> **What is being asked**: Reproduce every line of the material below word for word, leaving out the pictures.

[Begin Available data]

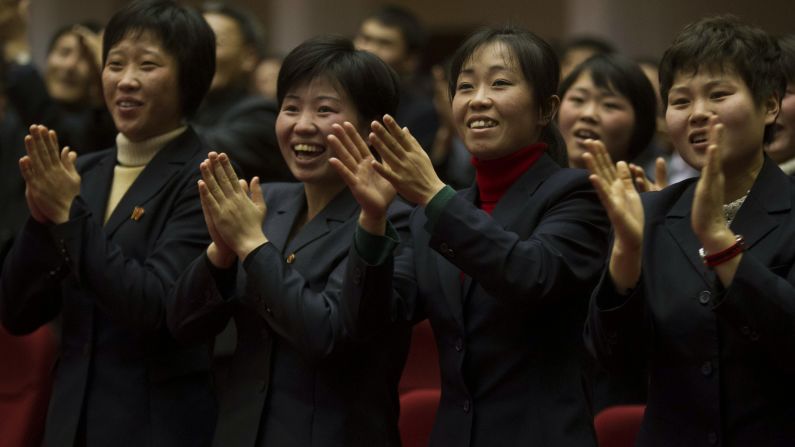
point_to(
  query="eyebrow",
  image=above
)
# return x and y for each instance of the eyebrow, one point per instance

[End Available data]

> **Expected output**:
point_to(
  query="eyebrow",
  image=above
)
# return x and y for each instance of the eyebrow, one point per instance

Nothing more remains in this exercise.